[START SOURCE TEXT]
The Indian rupee continued to weaken on Thursday and fell to a fresh record low of 80.06 against the US dollar, tracking losses in most other Asian peers.

Rupee falls to record low amid strong US dollar, risk aversion, rate hike concerns; here’s where it may peak
So far this year, the rupee has lost over 7% of its value

The Indian rupee continued to weaken on Thursday and fell to a fresh record low of 80.06 against the US dollar, tracking losses in most other Asian peers; however, traders expect dollar-selling intervention by the Reserve Bank of India (RBI) to limit losses. The Indian rupee has been hitting fresh lows for the past few sessions, and fell to a low of 80 vs the USD for the first time on Tuesday. So far this year, the rupee has lost over 7% of its value. RBI is prepared to sell another $100 billion to defend the rupee from rapid falls, according to a Reuters report citing an unidentified source.

“While continuing with its declining spree, the Indian rupee has dived to yet another record low, owing to concerns about the interest rate normalisation path of the US Fed and the deteriorating growth environment which have led to a global flight to the dollar, while causing an exodus of foreign funds from the domestic markets,” said Sugandha Sachdeva, Vice President – Commodity and Currency Research, Religare Broking.

“The Indian rupee is still reeling under pressure even as there has been a broad rally in risk assets and the dollar index has also softened from its multi-year highs. The recent bout of weakness is caused by strong dollar demand from oil importers with crude oil prices holding steady. Crude oil prices have again surged higher after a brief period of consolidation as Saudi Arabia has not committed to increasing oil output. Besides, as the rupee hit the 80 to the dollar mark, importers and corporates with huge overseas loans are rushing to hedge their foreign currency exposure, which is acting as a key headwind for the domestic currency,” she added.

Rupee inclined on a downwards trajectory

Amid a backdrop of uncertainty and Europe in the grip of an acute energy crisis, markets would be closely eyeing the crucial European Central Bank monetary policy decision where it is likely that the ECB would deliver a 50bps rate hike to tame worsening inflation. A hawkish stance of the ECB would lead to further pressure on the greenback while aiding the domestic currency. On the contrary, a slightly dovish tone would mean renewed strength in the dollar index, which shall further suppress the Indian rupee. “Going forward, even as the rupee is inclined on a downwards trajectory, we reckon that the domestic currency is likely to find a strong cushion at the 81 mark,” Sachdeva said.
[END SOURCE TEXT]
[START DATA PROVIDED]
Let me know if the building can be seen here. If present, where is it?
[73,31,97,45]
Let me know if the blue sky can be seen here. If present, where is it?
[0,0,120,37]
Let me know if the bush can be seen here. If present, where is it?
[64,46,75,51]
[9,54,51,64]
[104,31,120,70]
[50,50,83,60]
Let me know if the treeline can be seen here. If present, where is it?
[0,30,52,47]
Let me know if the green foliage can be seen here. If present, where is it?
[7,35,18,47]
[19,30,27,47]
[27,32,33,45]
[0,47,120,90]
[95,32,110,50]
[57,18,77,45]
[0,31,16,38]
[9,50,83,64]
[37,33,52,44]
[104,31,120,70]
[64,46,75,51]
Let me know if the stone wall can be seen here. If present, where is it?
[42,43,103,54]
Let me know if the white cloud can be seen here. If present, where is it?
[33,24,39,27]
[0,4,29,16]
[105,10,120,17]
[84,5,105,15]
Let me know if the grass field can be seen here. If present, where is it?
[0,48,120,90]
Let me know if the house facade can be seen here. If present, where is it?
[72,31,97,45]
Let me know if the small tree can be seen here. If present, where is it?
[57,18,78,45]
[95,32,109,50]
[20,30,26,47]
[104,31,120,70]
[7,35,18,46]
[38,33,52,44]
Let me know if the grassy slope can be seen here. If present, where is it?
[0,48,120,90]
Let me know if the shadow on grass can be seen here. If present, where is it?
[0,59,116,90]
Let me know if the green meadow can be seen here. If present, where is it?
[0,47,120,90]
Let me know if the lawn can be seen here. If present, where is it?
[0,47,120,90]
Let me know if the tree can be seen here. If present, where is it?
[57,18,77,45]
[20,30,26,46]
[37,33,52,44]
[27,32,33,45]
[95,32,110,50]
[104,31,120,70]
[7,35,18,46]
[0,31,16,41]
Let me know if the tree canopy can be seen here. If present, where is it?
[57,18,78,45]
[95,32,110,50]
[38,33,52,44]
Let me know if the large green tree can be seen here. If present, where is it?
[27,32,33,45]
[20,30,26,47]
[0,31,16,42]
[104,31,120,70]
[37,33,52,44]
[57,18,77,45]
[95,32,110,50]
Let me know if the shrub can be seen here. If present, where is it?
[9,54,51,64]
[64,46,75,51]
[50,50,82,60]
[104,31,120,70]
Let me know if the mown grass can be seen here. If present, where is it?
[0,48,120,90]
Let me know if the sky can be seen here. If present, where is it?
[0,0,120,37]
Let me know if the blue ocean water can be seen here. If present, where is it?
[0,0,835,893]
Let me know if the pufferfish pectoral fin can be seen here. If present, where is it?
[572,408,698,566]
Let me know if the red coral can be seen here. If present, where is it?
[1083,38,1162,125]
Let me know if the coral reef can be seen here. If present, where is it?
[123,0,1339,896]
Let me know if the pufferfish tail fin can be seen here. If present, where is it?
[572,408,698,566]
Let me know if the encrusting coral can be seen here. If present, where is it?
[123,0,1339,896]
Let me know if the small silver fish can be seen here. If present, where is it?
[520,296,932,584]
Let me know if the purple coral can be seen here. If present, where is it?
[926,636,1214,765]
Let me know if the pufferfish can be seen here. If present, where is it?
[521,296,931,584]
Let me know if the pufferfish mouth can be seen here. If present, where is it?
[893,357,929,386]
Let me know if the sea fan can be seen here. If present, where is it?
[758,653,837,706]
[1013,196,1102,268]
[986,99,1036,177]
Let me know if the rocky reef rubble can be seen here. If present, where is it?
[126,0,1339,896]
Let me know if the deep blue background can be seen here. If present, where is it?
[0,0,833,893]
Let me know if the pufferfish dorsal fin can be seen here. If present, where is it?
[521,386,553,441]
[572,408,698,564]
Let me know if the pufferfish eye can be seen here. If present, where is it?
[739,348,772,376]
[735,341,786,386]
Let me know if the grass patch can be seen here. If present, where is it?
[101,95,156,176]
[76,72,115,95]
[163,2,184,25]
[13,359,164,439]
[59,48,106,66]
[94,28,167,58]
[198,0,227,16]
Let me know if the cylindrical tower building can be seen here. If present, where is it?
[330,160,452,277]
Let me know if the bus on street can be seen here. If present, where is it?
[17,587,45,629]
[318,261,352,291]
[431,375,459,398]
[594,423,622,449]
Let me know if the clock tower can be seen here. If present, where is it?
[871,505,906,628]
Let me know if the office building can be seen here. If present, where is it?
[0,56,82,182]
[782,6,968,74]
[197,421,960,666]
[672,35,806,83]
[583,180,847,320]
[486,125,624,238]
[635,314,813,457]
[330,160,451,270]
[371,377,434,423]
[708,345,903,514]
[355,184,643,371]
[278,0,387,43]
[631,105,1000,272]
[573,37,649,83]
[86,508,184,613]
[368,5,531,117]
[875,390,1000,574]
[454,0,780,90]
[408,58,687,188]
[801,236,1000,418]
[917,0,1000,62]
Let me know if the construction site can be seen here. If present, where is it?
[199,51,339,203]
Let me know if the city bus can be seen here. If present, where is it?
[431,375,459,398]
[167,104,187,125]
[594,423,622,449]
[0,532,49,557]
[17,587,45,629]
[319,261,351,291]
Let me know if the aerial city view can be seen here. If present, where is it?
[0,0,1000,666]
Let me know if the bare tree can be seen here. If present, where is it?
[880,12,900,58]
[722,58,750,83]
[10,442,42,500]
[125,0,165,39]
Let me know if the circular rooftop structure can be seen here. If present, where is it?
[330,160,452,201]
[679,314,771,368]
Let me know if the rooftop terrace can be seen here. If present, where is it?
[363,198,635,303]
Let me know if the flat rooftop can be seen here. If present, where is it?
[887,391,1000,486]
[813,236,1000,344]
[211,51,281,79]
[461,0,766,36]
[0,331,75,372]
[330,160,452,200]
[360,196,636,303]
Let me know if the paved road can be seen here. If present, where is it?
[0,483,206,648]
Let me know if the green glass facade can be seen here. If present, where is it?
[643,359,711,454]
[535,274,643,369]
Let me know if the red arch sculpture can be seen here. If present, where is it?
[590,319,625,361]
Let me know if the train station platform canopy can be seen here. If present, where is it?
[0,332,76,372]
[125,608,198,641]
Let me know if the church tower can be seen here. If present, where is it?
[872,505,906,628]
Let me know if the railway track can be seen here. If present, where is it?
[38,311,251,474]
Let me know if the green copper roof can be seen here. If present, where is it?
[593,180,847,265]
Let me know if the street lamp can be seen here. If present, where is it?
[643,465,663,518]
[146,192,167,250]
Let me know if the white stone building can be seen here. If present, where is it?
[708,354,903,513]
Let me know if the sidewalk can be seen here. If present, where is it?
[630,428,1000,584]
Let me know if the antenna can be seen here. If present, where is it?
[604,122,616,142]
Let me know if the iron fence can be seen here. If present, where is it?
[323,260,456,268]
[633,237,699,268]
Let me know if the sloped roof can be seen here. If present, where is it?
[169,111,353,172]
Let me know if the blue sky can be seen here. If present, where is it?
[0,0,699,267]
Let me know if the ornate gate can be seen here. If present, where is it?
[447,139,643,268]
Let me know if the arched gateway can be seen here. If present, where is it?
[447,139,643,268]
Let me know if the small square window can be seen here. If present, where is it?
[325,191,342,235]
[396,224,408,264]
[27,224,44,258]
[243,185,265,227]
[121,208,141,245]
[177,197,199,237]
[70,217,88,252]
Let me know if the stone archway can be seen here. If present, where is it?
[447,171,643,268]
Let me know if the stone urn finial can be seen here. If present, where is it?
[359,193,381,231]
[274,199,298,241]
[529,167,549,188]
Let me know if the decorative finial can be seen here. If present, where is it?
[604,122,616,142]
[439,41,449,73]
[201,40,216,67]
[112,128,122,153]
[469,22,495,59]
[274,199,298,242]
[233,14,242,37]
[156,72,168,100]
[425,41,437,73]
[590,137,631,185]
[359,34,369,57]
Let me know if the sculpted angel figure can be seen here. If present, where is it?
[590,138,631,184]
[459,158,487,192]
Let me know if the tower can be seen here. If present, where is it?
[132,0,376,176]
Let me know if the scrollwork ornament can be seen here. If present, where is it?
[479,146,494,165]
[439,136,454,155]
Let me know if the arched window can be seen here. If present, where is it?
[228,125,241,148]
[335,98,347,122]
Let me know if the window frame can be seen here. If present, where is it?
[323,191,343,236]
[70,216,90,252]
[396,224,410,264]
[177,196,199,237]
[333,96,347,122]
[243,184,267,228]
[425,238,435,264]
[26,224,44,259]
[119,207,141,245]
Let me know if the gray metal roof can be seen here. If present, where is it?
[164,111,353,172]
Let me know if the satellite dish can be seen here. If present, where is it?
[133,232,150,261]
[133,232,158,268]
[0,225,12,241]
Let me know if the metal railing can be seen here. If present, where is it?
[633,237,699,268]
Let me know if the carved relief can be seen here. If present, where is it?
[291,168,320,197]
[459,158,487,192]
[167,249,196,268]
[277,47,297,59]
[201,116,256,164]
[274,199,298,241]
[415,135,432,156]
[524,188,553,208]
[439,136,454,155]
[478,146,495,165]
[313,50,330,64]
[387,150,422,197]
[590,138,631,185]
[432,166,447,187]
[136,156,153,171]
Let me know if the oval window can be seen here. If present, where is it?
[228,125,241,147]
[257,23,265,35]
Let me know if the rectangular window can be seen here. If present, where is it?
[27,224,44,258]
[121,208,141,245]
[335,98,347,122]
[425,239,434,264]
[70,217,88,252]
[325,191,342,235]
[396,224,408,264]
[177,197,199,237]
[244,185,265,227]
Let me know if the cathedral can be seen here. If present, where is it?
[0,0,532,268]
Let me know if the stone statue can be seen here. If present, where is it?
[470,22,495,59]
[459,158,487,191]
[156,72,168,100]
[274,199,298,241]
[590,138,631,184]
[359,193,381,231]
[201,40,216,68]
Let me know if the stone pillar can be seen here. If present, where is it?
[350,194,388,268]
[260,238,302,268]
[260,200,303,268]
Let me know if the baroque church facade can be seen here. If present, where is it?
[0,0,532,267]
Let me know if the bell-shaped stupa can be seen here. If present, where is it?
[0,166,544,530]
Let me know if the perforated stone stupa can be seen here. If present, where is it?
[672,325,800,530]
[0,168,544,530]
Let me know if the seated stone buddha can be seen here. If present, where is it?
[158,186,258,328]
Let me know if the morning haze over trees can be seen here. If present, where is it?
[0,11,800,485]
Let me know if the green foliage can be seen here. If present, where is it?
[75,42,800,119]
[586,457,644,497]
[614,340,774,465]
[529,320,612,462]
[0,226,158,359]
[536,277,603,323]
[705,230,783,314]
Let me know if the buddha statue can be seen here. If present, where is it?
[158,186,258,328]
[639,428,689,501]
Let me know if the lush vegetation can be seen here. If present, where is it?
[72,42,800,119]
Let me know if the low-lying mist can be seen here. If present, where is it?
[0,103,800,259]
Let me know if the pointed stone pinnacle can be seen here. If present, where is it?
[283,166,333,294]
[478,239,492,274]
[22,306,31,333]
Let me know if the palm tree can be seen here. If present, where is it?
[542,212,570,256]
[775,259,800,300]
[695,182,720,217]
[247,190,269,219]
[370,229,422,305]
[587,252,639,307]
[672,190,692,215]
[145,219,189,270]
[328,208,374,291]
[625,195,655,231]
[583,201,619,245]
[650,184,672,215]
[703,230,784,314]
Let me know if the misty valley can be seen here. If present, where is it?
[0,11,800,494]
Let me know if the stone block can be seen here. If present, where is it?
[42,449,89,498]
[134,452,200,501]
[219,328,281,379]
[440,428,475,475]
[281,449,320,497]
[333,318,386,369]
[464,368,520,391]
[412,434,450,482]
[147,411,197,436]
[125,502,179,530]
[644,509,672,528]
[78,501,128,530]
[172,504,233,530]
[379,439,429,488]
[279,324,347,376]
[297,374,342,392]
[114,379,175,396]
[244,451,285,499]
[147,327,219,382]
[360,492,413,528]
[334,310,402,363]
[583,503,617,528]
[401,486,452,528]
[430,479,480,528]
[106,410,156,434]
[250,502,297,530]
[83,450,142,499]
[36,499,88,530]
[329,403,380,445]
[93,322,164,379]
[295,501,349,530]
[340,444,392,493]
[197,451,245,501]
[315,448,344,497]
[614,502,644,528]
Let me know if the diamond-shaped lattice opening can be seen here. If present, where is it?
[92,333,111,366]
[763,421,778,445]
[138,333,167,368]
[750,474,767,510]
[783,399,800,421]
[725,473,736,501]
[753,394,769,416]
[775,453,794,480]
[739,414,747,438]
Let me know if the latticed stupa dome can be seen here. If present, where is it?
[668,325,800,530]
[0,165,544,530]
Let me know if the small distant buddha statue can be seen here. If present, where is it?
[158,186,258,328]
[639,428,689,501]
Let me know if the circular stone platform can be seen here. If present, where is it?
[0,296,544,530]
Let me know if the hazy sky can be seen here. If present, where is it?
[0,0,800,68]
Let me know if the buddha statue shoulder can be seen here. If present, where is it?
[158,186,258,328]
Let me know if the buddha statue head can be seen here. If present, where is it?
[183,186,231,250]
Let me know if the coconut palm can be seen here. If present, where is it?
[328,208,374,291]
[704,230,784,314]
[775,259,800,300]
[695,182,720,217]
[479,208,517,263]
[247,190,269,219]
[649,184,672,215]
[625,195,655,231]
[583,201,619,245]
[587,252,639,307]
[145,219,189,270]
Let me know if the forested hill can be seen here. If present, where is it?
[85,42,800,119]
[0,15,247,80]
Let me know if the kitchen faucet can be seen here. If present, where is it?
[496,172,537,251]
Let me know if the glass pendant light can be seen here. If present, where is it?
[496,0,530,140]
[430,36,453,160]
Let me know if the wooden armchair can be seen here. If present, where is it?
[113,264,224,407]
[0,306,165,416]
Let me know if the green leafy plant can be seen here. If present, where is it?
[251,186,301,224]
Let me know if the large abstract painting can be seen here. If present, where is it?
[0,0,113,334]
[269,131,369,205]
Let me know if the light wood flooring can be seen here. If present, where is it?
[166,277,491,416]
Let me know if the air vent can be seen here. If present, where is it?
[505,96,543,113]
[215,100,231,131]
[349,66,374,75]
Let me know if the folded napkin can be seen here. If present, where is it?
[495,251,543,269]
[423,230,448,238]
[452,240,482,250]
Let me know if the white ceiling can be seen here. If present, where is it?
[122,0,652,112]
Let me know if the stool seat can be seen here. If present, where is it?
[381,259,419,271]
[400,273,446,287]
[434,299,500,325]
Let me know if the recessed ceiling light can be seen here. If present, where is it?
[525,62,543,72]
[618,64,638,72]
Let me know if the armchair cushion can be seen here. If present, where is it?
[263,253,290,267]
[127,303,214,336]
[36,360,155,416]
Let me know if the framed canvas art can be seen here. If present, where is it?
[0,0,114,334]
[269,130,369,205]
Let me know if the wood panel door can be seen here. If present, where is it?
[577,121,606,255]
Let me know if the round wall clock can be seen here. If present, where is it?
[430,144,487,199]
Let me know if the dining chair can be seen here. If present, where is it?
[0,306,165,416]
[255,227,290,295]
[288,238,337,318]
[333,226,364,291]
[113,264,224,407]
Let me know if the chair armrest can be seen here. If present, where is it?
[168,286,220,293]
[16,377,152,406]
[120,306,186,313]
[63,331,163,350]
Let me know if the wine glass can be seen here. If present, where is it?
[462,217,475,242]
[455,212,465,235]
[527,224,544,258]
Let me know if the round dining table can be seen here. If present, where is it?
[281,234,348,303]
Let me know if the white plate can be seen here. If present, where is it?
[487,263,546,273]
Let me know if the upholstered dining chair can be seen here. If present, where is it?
[END DATA PROVIDED]
__EXERCISE PROMPT__.
Carry on the article about the rupee's record low, starting after its last sentence.

__RESPONSE__.
INR likely to peak around 82 against US dollar

“INR has been under steady depreciation pressure throughout this calendar year, courtesy of monetary policy tightening by the DM economies and the consequent FPI outflows from capital markets. India’s widening trade gap and capital outflows also raised the risks for the rupee.  Nevertheless, RBI is aggressively intervening in FX markets to stem the weakness in INR, resorting to sell/buy swaps in the spot and forward market. Moreover, there has been a slew of measures taken by the central bank and the government to boost inflows of Forex and arrest the Rupee fall. In terms of the INR outlook for the rest of this calendar year, we sense that the worst is priced in the currency, with the value likely to be peaking around 80.5-81 against the greenback,” said Hitesh Jain, Lead Analyst – Institutional Equities, Yes Securities.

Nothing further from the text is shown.